#### Teks Pilihan:

########################################

Faktor ekonomi, gaya hidup menuntut mereka menuruti hawa nafsu. Demi mendapatkan materi, seperti tempat tinggal, pakaian kekinian, gadget, dan aneka gaya hidup lainnya, sebagian perempuan rela melepaskan kehormatannya dengan hidup bersama pacarnya. Jalan ini ditempuh karena jauhnya mereka dari pemahaman agama yang sahih. Meski muslim, memiliki nama ala Islam, dan berhijab, bukan jaminan mereka paham Islam. Paham sekularisme menjadikan mereka tidak takut dosa besar dan azab dari Allah Taala hingga nekat melakukan zina.
Masyarakat yang makin individualis telah menjadikan zina semakin subur dengan dalih tidak mengganggu privasi orang lain. Aktivitas amar ma'ruf nahi mungkar tidak semua masyarakat mampu menjalankannya karena penuh dengan tantangan hingga nyawa menjadi taruhan. Maksud hati menegur pelaku maksiat, ternyata berakhir di bui bahkan di kamar mayat. Sedangkan pelaku maksiat malah bebas. Kondisi ini menyebabkan kohabitasi makin marak.
Pada laman Kemenkum (29-7-2024) Direktur Jenderal HAM Kementerian Hukum dan HAM Dhahana Putra menerangkan bahwa baik kohabitasi maupun perzinaan merupakan delik aduan terbatas. Dengan begitu, tindakan kohabitasi dan perzinaan sebagaimana diatur dalam Pasal 411 dan Pasal 412 hanya dapat diproses secara hukum jika ada pengaduan dari pihak yang dirugikan. Pengaduan harus berasal dari suami, istri, orang tua, atau anak dari pihak yang terlibat dalam perbuatan tersebut. Tanpa adanya pengaduan resmi dari pihak-pihak terkait, tindakan tidak dapat diproses oleh aparat penegak hukum. Aturan ini menjadikan masyarakat tidak bisa melarang praktik kumpul kebo. Jika masyarakat melakukan penggerebekan, mereka bisa dituntut melakukan tindakan tidak menyenangkan atau mengganggu ketertiban.

########################################

#### Butir yang Ditampilkan:
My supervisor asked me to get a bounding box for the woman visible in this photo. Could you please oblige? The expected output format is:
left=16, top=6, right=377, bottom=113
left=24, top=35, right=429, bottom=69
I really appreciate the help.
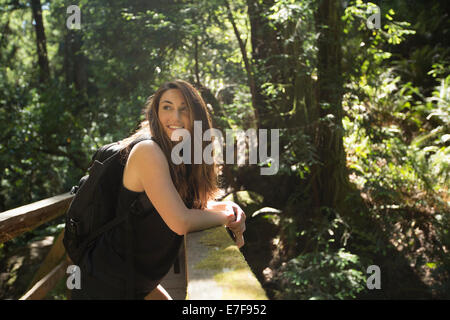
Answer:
left=72, top=80, right=245, bottom=299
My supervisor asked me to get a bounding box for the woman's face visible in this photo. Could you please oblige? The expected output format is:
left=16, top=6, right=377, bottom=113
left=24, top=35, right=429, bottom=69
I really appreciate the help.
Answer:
left=158, top=89, right=191, bottom=139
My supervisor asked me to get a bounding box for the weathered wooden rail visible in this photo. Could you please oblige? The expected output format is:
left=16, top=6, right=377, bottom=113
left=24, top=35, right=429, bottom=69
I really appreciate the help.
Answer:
left=0, top=193, right=267, bottom=300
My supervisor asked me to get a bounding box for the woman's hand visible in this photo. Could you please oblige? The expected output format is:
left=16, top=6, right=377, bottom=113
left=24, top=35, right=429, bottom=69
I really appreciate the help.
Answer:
left=208, top=201, right=246, bottom=248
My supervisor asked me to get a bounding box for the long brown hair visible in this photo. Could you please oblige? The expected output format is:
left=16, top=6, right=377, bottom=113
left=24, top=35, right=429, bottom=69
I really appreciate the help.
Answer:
left=120, top=80, right=219, bottom=209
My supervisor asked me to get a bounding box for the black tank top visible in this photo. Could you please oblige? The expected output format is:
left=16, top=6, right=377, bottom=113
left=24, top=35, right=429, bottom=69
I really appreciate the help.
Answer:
left=81, top=139, right=183, bottom=293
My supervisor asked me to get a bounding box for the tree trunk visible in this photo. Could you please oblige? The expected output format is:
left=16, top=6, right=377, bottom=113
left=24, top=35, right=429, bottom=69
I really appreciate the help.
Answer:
left=311, top=0, right=348, bottom=210
left=225, top=0, right=260, bottom=129
left=31, top=0, right=50, bottom=83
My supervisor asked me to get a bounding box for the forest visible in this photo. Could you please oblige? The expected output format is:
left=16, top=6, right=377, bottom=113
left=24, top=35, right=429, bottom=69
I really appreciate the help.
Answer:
left=0, top=0, right=450, bottom=300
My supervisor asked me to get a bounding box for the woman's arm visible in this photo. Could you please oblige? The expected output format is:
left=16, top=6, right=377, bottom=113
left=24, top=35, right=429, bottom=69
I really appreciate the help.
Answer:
left=206, top=200, right=246, bottom=248
left=127, top=140, right=234, bottom=235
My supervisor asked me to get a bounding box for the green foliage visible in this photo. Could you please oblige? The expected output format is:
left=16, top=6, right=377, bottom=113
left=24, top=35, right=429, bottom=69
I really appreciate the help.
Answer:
left=276, top=248, right=366, bottom=300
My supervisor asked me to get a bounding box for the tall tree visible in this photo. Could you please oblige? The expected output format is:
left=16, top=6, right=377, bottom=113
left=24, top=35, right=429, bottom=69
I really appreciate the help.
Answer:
left=31, top=0, right=50, bottom=83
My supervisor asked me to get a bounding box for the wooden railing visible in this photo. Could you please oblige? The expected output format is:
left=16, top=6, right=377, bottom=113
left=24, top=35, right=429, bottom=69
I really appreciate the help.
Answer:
left=0, top=193, right=267, bottom=300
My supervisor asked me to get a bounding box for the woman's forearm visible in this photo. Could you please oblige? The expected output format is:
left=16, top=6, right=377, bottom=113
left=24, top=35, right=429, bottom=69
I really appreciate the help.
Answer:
left=186, top=209, right=234, bottom=233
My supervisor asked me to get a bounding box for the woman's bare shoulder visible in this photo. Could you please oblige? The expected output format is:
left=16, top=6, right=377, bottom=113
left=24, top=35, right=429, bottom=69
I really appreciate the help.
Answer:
left=130, top=140, right=167, bottom=164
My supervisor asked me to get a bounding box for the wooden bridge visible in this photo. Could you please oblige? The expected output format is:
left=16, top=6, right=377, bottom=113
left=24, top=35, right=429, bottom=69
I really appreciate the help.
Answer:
left=0, top=193, right=267, bottom=300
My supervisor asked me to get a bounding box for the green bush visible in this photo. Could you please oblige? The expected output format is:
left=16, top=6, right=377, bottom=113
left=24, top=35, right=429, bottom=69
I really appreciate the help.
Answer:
left=275, top=248, right=366, bottom=300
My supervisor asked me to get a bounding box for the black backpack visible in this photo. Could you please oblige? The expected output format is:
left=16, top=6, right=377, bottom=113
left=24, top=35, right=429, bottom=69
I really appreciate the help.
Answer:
left=63, top=136, right=152, bottom=265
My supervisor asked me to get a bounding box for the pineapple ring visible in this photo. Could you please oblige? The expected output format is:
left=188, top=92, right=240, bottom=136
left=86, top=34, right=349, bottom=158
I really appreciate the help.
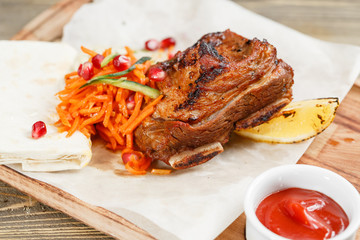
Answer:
left=235, top=98, right=339, bottom=143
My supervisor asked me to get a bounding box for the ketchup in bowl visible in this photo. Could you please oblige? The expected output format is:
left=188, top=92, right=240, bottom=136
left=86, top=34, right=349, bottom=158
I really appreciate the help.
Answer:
left=256, top=188, right=349, bottom=240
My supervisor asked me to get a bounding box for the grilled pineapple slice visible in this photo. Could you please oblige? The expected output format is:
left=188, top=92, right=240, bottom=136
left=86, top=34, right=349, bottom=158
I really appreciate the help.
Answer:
left=235, top=98, right=339, bottom=143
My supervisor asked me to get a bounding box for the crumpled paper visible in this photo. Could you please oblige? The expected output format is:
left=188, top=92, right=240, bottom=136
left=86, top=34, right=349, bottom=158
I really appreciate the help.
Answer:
left=9, top=0, right=360, bottom=239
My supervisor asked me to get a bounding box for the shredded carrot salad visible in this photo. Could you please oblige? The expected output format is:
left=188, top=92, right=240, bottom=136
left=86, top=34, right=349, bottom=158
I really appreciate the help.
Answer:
left=56, top=47, right=166, bottom=174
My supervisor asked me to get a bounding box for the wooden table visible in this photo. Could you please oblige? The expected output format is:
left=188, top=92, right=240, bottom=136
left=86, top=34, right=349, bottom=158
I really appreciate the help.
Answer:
left=0, top=0, right=360, bottom=239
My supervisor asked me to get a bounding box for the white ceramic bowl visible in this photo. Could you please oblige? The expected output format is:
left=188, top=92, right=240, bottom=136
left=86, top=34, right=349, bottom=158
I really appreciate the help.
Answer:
left=244, top=164, right=360, bottom=240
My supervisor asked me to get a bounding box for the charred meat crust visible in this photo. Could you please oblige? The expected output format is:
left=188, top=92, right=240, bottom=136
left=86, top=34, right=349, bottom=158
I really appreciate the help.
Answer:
left=135, top=30, right=293, bottom=167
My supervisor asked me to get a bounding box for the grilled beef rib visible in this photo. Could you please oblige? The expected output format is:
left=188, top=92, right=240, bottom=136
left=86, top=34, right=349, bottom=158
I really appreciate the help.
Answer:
left=135, top=30, right=293, bottom=169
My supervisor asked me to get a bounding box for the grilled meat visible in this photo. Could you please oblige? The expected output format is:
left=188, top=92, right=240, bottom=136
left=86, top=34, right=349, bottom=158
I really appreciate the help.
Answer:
left=135, top=30, right=293, bottom=168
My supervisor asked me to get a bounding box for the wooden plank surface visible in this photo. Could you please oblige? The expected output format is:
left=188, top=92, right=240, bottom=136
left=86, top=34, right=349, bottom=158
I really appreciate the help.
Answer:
left=0, top=0, right=360, bottom=239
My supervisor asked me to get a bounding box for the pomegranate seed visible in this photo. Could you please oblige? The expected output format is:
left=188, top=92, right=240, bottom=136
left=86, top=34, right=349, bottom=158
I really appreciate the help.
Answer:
left=148, top=67, right=166, bottom=82
left=31, top=121, right=47, bottom=139
left=78, top=62, right=94, bottom=80
left=91, top=54, right=105, bottom=68
left=113, top=55, right=131, bottom=71
left=122, top=153, right=139, bottom=164
left=160, top=37, right=176, bottom=49
left=126, top=94, right=135, bottom=110
left=145, top=39, right=160, bottom=51
left=168, top=52, right=175, bottom=59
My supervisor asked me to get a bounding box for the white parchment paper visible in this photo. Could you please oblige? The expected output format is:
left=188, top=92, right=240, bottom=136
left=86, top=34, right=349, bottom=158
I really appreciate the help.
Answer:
left=9, top=0, right=360, bottom=239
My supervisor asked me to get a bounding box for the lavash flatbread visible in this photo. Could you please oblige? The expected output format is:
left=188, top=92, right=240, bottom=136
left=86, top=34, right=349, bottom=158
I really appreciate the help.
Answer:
left=0, top=41, right=91, bottom=171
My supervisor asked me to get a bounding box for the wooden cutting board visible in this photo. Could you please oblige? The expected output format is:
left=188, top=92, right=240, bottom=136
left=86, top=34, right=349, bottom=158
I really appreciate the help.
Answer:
left=0, top=0, right=360, bottom=239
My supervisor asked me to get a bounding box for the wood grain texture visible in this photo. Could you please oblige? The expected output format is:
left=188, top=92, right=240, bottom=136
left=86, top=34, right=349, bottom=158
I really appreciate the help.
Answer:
left=0, top=0, right=360, bottom=240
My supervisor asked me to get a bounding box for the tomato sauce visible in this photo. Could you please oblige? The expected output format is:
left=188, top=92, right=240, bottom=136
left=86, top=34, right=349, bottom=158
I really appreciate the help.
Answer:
left=256, top=188, right=349, bottom=240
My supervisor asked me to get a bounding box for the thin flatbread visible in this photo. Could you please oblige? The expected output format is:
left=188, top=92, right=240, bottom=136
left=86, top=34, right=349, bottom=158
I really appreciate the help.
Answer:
left=0, top=41, right=91, bottom=171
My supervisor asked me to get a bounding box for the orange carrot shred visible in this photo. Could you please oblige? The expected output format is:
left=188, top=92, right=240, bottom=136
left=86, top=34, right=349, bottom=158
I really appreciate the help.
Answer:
left=81, top=46, right=97, bottom=57
left=54, top=46, right=163, bottom=175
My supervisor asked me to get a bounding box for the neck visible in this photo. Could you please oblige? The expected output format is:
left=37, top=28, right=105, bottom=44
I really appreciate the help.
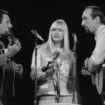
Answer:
left=94, top=24, right=103, bottom=34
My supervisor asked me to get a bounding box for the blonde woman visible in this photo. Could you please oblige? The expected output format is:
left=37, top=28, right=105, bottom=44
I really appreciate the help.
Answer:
left=31, top=19, right=78, bottom=105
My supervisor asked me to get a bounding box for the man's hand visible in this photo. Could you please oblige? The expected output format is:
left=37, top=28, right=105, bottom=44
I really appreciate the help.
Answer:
left=6, top=39, right=21, bottom=58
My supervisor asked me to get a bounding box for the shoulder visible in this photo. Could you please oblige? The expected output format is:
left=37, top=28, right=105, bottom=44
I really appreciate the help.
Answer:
left=37, top=43, right=49, bottom=53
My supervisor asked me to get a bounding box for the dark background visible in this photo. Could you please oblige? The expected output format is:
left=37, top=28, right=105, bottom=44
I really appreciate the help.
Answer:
left=0, top=0, right=105, bottom=105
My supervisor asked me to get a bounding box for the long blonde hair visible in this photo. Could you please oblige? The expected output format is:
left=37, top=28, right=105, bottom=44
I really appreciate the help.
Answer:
left=47, top=19, right=70, bottom=53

########################################

#### Rumusan Tugas:
Salin bagian teks tentang kohabitasi yang dimulai dengan "Faktor ekonomi, gaya" dan berlanjut hingga "nekat melakukan zina.". Butir-butir di atas merupakan bahan tersendiri yang terpisah dari teks tentang kohabitasi.

#### Jawaban Tugas:
Faktor ekonomi, gaya hidup menuntut mereka menuruti hawa nafsu. Demi mendapatkan materi, seperti tempat tinggal, pakaian kekinian, gadget, dan aneka gaya hidup lainnya, sebagian perempuan rela melepaskan kehormatannya dengan hidup bersama pacarnya. Jalan ini ditempuh karena jauhnya mereka dari pemahaman agama yang sahih. Meski muslim, memiliki nama ala Islam, dan berhijab, bukan jaminan mereka paham Islam. Paham sekularisme menjadikan mereka tidak takut dosa besar dan azab dari Allah Taala hingga nekat melakukan zina.